Dataset items:
* * * * * * *
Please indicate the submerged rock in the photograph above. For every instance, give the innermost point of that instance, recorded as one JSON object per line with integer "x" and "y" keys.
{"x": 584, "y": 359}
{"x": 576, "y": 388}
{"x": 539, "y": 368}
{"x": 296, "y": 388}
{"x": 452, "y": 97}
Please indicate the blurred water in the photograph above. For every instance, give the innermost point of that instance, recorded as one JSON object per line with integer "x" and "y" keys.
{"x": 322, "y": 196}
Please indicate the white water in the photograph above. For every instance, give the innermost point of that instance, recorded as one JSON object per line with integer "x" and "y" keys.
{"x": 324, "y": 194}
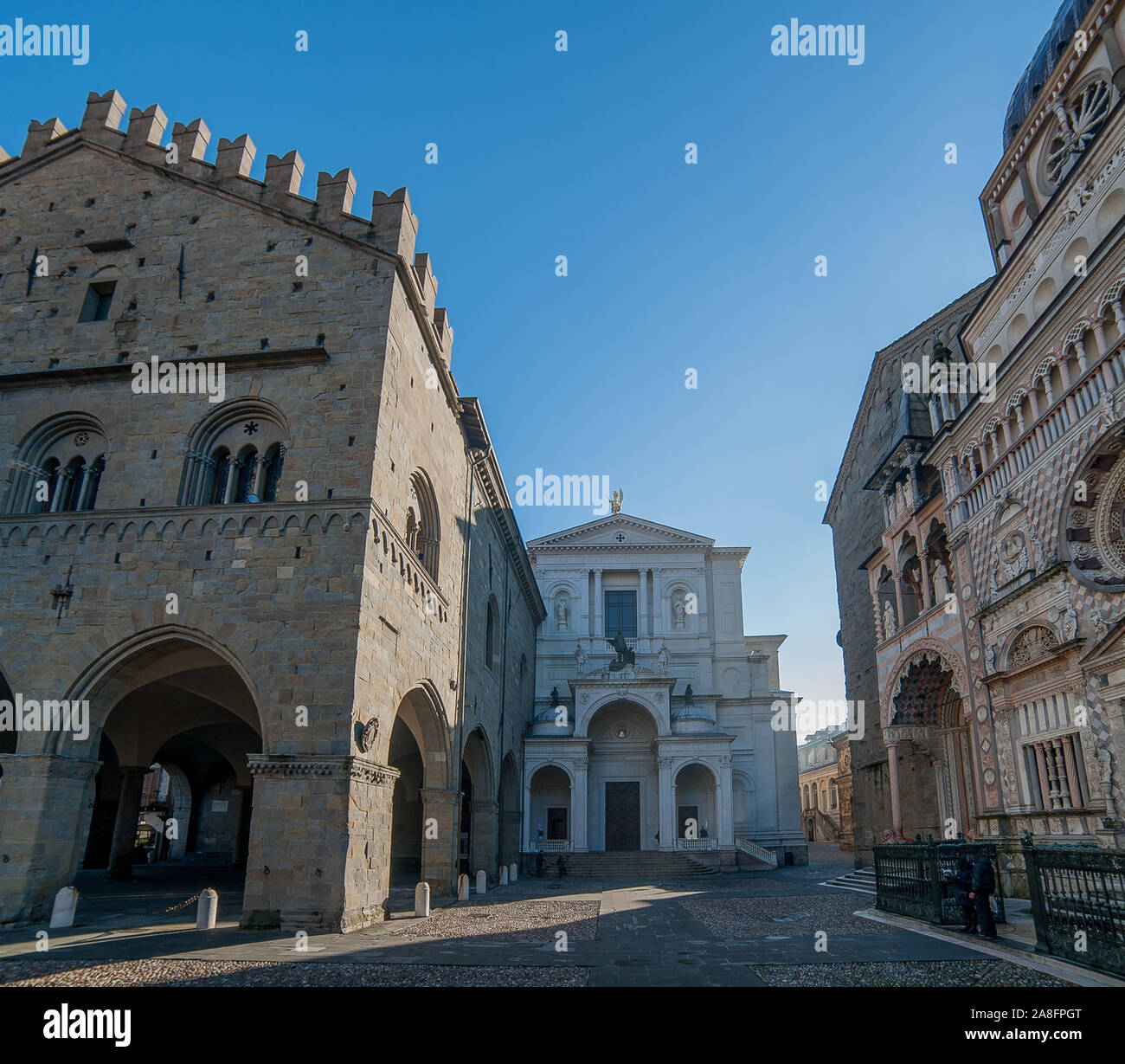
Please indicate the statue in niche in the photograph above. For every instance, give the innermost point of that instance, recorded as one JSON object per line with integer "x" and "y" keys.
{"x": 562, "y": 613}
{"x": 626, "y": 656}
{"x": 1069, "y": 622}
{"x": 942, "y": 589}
* * * * * * *
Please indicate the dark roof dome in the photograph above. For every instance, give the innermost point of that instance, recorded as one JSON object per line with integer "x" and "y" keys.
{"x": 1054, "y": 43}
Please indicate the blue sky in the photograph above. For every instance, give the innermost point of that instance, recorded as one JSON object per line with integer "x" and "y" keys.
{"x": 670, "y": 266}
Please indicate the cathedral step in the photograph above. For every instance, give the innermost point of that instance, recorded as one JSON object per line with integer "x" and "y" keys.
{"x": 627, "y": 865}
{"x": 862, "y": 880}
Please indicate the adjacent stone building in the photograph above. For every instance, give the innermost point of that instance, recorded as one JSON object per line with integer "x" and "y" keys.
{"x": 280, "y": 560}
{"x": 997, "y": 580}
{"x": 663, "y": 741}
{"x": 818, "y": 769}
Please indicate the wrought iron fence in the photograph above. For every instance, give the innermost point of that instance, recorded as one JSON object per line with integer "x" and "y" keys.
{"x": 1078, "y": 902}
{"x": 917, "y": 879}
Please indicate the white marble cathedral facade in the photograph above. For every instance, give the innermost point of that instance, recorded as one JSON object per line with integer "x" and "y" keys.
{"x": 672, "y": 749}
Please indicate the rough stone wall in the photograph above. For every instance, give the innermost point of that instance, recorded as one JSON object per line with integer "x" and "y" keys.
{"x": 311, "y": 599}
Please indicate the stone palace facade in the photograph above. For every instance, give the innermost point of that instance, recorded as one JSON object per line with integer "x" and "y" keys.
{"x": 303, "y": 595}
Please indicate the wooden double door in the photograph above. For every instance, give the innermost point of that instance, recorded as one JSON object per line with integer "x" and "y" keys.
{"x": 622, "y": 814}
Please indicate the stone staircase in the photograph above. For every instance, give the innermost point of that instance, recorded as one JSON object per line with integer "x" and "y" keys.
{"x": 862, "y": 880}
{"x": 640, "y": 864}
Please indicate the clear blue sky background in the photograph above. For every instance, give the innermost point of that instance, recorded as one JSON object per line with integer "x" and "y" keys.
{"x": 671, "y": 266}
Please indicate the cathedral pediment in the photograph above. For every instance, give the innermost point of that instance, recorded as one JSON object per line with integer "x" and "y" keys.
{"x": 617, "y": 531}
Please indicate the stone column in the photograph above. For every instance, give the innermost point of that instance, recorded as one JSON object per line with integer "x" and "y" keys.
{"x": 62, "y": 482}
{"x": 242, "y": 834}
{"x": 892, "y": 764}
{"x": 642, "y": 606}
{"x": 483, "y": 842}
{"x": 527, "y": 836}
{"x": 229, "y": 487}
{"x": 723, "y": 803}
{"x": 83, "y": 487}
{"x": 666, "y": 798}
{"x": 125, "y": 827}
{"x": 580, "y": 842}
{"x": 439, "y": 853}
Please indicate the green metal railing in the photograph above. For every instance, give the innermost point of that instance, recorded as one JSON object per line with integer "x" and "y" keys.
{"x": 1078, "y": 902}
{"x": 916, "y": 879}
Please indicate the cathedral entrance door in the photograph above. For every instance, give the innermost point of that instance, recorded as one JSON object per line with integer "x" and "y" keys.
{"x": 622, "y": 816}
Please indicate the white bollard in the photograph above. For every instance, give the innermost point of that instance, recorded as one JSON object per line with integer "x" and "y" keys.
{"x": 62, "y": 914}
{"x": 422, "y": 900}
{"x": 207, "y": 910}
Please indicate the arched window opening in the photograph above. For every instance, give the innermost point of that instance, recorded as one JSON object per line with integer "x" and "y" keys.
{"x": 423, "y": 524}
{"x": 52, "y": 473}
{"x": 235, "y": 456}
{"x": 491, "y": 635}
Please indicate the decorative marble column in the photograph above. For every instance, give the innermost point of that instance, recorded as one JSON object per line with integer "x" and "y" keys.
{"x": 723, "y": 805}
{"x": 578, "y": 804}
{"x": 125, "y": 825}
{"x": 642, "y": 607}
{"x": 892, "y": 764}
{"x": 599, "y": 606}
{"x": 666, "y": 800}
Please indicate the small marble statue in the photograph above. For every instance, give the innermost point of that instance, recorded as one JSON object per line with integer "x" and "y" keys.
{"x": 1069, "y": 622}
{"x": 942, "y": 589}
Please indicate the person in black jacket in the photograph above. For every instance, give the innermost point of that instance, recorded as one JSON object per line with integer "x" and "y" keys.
* * * * * * *
ASSIGNMENT:
Using the data above, extract exactly the lines from the one that holds "Please indicate the green" to the one that holds "Please indicate the person", both ends included, and no others.

YOUR SOLUTION:
Please indicate the green metal railing in the photograph above. For every instance, give the innermost point of that instance, recorded as one JSON object per line with integer "x" and "y" keys.
{"x": 1078, "y": 902}
{"x": 916, "y": 879}
Please indicate the cathedral entrance door in the photograph above. For every instance, give the innermost point of that instance, recorded as one JSON object per line with integer "x" and "y" keys.
{"x": 622, "y": 816}
Please indicate the white bollard in the photograph above. For every instance, give the innermost point of that instance, recorded as one JSON object per line with integer "x" and "y" keys.
{"x": 62, "y": 914}
{"x": 422, "y": 900}
{"x": 207, "y": 910}
Please indicate the arched window opening in the photograph above. For every instance, give the innermost point of that instance, recorded as one JSON object per line with integer "x" and "y" keys.
{"x": 423, "y": 524}
{"x": 52, "y": 473}
{"x": 235, "y": 456}
{"x": 491, "y": 635}
Please indicate the decorative marble column in the photograph above. For every instance, give the innermost point of that instance, recorded as one JSON object per line with integer "x" and "y" keys.
{"x": 723, "y": 805}
{"x": 578, "y": 804}
{"x": 125, "y": 825}
{"x": 642, "y": 607}
{"x": 892, "y": 764}
{"x": 599, "y": 606}
{"x": 666, "y": 800}
Please indicate the small marble statue in the photograph above. For every instance, give the innermost point of that instance, recorded as one JSON object per line with integer "x" and "y" keys.
{"x": 1069, "y": 622}
{"x": 942, "y": 589}
Please indicate the person in black jacket in the photograph above. For every instance, give the innermost point of that instance, recorded as one JSON object per line with integer "x" and "y" keys.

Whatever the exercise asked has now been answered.